- Country: India
- State: Bihar
- District: Nawada
- Metro: Nawada district

Languages
- • Official: Hindi
- Time zone: UTC+5:30 (IST)
- ISO 3166 code: IN-BR
- Website: http://subhanpur.com/

= Subhanpur, Nawada =

Subhanpur village is located in Kashi Chak Tehsil of Nawada district in Bihar, India. It is situated 6 km away from sub-district headquarter Kashi Chak and 40 km away from the district headquarter Nawada. As per 2009 stats, Subhanpur village is itself a gram panchayat. According to 2011 census information the location code or village code of Subhanpur village is 257666.

The total geographical area of village is 290 hectares. Subhanpur has a total population of 1,459. There are about 260 houses in Subhanpur village. Warisaliganj is the nearest town to Subhanpur which is approximately 12 km away.

== Geographical location ==

Subhanpur is a village in Kashichak Tehsil in Nawada District of Bihar, India. It is located 36 km south-west of the district headquarter Nawada, 48 km from Bihar Sharif, and 120 km from the state capital Patna.
Subhanpur Pin code is 805124, and the postal head office is Bhatta. The nearest villages are
Tharpos (1 km south), Bhatta (0.8 km north), Dhota (2 km east), Uprama (2 km), Dihri (2.2 km west ), and Dhanpur (1.8 km west).
The nearest cities are Bihar Sharif, Nawada, Lakhisarai, Begusarai, Gaya, and Jahanabad.

== Language ==

Hindi is the local Language in Subhanpur.

== Population ==

Subhanpur is a medium size village located in Nawada district, Bihar with total 118 families residing. The Subhanpur village has population of 1,459 of which 807 are males while 652 are females as per Population Census 2011.

EXERCISE INSTRUCTIONS:
**A)** Write out the passage about Subhanpur word for word, from "Subhanpur village is located" up to and including "state capital Patna.".
**B)** According to the passage about Subhanpur, what is the village's pin code?

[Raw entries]
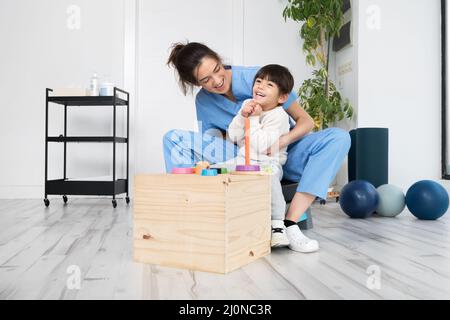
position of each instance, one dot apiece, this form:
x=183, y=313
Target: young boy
x=269, y=121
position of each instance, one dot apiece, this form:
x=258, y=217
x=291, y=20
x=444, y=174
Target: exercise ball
x=358, y=199
x=427, y=200
x=391, y=202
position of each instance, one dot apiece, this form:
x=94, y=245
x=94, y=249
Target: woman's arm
x=303, y=125
x=303, y=122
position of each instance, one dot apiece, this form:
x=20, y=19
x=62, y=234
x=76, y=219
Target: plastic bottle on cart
x=94, y=87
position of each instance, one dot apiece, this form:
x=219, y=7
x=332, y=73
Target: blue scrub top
x=217, y=111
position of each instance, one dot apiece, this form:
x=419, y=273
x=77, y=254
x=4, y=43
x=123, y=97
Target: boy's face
x=267, y=94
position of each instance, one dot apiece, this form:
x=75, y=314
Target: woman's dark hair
x=185, y=58
x=279, y=75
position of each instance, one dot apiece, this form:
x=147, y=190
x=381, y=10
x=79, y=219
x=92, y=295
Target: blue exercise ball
x=427, y=200
x=359, y=199
x=391, y=202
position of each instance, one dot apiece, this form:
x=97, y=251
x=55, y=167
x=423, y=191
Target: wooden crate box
x=215, y=224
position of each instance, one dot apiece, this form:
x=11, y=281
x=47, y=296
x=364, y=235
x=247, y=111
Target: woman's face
x=212, y=76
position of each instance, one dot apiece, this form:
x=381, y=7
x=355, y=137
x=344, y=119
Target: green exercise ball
x=392, y=200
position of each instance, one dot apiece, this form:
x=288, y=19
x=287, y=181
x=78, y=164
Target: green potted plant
x=322, y=20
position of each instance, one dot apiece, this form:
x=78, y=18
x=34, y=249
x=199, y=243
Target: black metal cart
x=66, y=186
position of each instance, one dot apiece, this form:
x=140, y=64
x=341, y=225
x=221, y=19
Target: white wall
x=399, y=83
x=395, y=82
x=250, y=32
x=39, y=50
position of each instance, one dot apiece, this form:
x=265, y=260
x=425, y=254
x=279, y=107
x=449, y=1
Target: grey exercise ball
x=392, y=200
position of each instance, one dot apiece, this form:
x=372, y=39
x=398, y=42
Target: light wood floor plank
x=38, y=245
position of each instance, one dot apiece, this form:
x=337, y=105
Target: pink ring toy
x=183, y=170
x=251, y=168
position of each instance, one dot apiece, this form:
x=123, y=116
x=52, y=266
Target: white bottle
x=94, y=88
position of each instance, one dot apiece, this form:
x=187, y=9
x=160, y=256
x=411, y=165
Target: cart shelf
x=87, y=139
x=88, y=101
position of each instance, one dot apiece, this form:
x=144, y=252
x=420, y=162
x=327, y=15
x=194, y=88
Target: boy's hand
x=248, y=109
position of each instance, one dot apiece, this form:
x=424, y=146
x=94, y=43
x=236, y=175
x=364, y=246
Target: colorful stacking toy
x=183, y=170
x=247, y=167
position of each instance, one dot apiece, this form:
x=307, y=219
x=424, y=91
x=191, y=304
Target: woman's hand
x=283, y=141
x=248, y=109
x=257, y=110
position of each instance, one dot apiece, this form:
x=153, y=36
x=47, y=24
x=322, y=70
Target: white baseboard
x=21, y=192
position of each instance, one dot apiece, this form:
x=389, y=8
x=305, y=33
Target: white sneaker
x=279, y=238
x=299, y=242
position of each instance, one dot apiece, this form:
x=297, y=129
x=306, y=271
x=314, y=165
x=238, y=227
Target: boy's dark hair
x=279, y=75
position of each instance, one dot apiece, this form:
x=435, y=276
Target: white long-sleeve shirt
x=265, y=130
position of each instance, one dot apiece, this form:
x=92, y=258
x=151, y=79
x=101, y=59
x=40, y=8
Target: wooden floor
x=377, y=258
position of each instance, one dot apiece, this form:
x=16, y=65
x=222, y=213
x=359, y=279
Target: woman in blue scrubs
x=313, y=158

SET OF ANSWERS:
**A)**
Subhanpur village is located in Kashi Chak Tehsil of Nawada district in Bihar, India. It is situated 6 km away from sub-district headquarter Kashi Chak and 40 km away from the district headquarter Nawada. As per 2009 stats, Subhanpur village is itself a gram panchayat. According to 2011 census information the location code or village code of Subhanpur village is 257666.

The total geographical area of village is 290 hectares. Subhanpur has a total population of 1,459. There are about 260 houses in Subhanpur village. Warisaliganj is the nearest town to Subhanpur which is approximately 12 km away.

== Geographical location ==

Subhanpur is a village in Kashichak Tehsil in Nawada District of Bihar, India. It is located 36 km south-west of the district headquarter Nawada, 48 km from Bihar Sharif, and 120 km from the state capital Patna.

**B)** 805124